Votre tâche:
Recopiez intégralement les lignes allant de celle qui contient « to locate nose » jusqu'à celle qui contient « left=179, top=53, right=185, bottom=67 », les deux incluses, en multipliant par 1,4 les coordonnées des boîtes de réponse et en arrondissant à l'entier, les moitiés vers le haut. Tous les autres nombres restent inchangés.

(Lignes d'annotations de boîtes)
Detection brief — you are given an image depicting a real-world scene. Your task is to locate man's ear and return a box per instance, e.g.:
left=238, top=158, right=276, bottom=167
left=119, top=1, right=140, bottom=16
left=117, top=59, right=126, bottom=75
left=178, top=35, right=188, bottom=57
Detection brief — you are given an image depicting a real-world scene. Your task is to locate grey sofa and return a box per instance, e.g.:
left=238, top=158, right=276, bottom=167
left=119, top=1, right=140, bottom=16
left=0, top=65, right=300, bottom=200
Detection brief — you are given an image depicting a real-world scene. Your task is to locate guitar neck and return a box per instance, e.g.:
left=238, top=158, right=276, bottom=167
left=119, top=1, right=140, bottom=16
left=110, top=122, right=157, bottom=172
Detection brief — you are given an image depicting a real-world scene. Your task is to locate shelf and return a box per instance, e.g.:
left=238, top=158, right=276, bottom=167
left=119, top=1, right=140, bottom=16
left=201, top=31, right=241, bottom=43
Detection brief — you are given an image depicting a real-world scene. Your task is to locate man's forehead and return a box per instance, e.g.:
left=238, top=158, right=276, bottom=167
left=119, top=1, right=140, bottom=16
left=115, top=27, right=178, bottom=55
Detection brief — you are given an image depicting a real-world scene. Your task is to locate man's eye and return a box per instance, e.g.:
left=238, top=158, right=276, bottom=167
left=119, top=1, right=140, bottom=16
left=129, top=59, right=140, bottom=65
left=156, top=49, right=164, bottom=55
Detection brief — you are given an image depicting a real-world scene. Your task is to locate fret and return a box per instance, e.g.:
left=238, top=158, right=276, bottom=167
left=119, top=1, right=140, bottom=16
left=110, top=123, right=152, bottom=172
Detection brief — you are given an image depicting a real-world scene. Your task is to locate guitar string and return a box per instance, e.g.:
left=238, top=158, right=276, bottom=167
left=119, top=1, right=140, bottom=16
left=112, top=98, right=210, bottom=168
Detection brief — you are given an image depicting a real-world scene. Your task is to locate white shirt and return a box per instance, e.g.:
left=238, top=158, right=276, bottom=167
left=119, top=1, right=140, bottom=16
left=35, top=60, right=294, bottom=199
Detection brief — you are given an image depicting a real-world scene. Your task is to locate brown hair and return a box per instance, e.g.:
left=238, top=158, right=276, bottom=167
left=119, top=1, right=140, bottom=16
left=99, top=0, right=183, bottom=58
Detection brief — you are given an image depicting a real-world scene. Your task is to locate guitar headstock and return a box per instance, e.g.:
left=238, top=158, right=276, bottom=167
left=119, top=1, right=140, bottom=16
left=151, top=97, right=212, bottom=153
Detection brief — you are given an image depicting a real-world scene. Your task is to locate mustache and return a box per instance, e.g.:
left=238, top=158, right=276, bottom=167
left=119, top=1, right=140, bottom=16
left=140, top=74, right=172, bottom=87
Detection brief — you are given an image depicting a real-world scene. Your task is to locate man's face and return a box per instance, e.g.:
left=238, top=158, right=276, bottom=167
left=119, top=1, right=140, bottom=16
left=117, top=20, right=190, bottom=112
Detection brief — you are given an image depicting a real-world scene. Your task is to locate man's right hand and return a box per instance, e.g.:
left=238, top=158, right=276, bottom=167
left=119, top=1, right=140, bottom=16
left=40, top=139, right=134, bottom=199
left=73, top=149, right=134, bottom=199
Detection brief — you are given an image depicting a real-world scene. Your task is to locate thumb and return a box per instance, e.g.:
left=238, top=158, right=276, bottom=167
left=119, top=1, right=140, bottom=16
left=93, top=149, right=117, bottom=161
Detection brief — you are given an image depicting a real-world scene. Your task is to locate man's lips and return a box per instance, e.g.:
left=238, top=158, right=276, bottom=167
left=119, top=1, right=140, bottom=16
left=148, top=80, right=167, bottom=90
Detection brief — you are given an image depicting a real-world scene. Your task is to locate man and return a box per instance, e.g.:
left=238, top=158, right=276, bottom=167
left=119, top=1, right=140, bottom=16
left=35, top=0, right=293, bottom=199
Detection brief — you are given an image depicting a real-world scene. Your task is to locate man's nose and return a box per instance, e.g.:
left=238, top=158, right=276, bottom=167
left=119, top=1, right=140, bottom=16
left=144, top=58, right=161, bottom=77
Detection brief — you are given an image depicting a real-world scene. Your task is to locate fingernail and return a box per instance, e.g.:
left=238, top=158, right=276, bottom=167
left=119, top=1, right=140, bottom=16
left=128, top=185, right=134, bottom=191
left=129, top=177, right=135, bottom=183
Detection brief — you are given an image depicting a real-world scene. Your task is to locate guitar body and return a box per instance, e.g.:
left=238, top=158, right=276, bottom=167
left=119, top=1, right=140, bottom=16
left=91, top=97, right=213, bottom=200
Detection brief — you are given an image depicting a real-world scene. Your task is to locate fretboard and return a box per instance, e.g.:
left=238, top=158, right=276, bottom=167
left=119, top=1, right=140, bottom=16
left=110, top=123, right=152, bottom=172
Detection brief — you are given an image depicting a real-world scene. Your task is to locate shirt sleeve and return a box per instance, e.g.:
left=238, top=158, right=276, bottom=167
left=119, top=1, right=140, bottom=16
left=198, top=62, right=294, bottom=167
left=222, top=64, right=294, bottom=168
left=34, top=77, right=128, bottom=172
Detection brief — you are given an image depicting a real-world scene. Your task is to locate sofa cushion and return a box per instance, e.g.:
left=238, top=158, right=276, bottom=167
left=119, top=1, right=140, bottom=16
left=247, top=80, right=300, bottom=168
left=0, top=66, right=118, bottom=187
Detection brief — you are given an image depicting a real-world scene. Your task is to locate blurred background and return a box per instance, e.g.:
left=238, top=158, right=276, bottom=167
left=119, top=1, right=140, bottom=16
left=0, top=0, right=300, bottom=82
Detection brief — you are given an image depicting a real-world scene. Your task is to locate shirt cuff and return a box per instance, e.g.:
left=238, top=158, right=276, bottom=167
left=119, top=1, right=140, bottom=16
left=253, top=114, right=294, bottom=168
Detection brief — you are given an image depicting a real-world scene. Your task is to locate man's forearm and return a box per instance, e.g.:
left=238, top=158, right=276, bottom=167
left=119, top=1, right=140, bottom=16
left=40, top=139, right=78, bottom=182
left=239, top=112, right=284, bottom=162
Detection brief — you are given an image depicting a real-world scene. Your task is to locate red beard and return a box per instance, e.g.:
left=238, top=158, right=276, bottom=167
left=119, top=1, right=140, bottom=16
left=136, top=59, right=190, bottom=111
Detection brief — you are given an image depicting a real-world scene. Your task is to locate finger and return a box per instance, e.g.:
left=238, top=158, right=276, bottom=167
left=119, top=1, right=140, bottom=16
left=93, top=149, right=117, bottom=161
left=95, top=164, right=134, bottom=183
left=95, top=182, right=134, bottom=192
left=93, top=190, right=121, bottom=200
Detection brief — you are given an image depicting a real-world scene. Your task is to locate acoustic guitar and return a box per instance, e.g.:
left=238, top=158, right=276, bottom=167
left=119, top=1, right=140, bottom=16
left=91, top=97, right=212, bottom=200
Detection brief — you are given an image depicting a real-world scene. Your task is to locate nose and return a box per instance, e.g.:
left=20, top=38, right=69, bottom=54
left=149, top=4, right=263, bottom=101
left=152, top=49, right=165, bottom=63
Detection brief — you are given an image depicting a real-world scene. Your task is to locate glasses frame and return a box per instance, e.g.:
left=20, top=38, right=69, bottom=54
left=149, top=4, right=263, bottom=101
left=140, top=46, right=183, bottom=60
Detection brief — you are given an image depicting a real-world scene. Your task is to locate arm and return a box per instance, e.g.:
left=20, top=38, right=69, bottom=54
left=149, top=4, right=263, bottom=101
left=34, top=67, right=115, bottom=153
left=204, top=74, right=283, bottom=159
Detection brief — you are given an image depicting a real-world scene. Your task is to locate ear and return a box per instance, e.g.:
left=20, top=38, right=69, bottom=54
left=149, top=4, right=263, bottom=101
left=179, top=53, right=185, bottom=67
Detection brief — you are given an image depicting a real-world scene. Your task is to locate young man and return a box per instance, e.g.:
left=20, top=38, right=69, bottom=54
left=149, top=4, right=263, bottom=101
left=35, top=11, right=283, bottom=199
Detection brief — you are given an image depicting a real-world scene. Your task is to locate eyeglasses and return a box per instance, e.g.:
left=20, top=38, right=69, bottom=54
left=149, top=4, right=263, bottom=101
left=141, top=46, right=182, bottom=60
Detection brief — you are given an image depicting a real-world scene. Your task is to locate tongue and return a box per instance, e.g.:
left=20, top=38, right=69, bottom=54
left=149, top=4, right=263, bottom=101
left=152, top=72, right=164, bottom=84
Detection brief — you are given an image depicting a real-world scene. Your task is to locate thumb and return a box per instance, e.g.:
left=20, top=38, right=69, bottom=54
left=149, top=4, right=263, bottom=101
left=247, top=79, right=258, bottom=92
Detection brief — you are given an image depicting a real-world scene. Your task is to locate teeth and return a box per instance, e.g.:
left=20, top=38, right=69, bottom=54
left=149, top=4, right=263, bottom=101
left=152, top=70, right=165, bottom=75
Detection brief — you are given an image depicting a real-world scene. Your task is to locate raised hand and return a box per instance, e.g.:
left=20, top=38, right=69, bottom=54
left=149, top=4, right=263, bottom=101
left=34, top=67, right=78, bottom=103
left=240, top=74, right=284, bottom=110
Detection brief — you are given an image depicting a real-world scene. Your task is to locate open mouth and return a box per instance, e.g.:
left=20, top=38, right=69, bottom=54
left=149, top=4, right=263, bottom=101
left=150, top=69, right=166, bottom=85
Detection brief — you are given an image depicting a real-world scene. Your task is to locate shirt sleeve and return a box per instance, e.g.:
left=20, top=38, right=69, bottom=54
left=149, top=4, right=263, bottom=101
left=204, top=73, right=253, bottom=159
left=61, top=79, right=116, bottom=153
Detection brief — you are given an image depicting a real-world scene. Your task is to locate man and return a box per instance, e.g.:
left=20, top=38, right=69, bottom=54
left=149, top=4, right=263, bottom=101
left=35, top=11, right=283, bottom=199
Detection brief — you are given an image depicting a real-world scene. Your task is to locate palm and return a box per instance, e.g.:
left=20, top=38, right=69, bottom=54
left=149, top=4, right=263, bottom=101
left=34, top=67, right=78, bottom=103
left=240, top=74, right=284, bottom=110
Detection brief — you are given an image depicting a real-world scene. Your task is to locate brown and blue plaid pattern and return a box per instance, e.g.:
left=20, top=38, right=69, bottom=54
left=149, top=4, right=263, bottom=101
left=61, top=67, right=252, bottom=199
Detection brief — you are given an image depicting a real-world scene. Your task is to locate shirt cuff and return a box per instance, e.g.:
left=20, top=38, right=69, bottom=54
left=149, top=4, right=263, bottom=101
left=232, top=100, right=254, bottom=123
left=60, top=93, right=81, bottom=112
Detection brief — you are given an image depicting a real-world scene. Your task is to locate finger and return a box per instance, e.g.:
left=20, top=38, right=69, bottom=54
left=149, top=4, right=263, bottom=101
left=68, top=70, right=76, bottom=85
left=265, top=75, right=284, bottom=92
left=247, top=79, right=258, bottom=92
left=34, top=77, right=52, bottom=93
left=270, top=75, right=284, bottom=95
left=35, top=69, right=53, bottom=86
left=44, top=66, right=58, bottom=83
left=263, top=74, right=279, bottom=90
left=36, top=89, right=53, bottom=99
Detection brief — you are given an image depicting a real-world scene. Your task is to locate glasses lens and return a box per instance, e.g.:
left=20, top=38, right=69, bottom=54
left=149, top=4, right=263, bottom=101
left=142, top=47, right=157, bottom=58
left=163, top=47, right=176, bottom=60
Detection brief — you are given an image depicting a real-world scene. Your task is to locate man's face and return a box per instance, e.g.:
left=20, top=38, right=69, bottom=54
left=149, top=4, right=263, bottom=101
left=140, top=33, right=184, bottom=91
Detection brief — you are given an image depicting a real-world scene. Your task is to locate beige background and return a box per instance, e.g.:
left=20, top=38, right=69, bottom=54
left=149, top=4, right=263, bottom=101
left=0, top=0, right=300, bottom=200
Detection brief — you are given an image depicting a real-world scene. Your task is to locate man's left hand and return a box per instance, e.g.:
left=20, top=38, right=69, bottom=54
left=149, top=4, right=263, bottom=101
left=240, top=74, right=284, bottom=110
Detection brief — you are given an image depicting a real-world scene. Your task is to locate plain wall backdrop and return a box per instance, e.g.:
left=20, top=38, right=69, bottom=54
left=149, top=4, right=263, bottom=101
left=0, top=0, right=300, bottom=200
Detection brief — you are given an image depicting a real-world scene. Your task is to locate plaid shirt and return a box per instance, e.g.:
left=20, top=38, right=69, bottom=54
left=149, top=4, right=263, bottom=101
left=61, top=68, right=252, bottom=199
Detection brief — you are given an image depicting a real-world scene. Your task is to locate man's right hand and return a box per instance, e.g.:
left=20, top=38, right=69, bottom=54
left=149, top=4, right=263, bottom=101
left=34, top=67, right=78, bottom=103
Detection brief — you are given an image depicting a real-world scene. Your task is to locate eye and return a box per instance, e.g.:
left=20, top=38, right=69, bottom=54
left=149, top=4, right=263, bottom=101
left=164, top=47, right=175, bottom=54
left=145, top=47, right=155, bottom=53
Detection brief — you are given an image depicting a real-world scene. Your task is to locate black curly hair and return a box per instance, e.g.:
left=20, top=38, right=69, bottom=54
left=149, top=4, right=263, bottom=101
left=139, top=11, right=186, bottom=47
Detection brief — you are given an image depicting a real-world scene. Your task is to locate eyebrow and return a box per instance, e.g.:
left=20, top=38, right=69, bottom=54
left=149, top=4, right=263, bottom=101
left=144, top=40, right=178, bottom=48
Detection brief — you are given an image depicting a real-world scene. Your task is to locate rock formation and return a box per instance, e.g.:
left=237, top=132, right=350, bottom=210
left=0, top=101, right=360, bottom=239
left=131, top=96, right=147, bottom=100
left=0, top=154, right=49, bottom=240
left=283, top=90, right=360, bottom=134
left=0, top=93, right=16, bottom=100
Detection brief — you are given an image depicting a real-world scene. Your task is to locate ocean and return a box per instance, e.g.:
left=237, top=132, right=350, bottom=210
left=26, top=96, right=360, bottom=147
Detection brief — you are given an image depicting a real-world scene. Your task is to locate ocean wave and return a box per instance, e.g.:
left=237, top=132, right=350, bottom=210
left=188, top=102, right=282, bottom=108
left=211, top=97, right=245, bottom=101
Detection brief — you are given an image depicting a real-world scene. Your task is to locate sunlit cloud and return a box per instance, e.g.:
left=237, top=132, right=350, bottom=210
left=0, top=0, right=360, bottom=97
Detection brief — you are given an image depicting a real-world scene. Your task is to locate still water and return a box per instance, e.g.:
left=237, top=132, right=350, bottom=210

Réponse attendue:
Detection brief — you are given an image depicting a real-world scene. Your task is to locate nose and return a box per instance, e.g.:
left=20, top=38, right=69, bottom=54
left=149, top=4, right=263, bottom=101
left=213, top=69, right=231, bottom=88
Detection brief — you are given an image depicting a real-world scene. Your task is to locate glasses frame and return a box per instance, e.g.:
left=20, top=38, right=69, bottom=54
left=149, top=4, right=263, bottom=101
left=196, top=64, right=256, bottom=84
Detection brief — you are given an image depicting a real-world scene. Your task is to locate arm and return a box per instance, e.g.:
left=20, top=38, right=69, bottom=54
left=149, top=4, right=263, bottom=101
left=48, top=94, right=161, bottom=214
left=286, top=104, right=396, bottom=223
Detection brief — you are given an image depicting a real-world scene. Your task is to locate ear and return a box per instance, e.g.:
left=20, top=38, right=69, bottom=54
left=149, top=4, right=263, bottom=101
left=251, top=74, right=259, bottom=94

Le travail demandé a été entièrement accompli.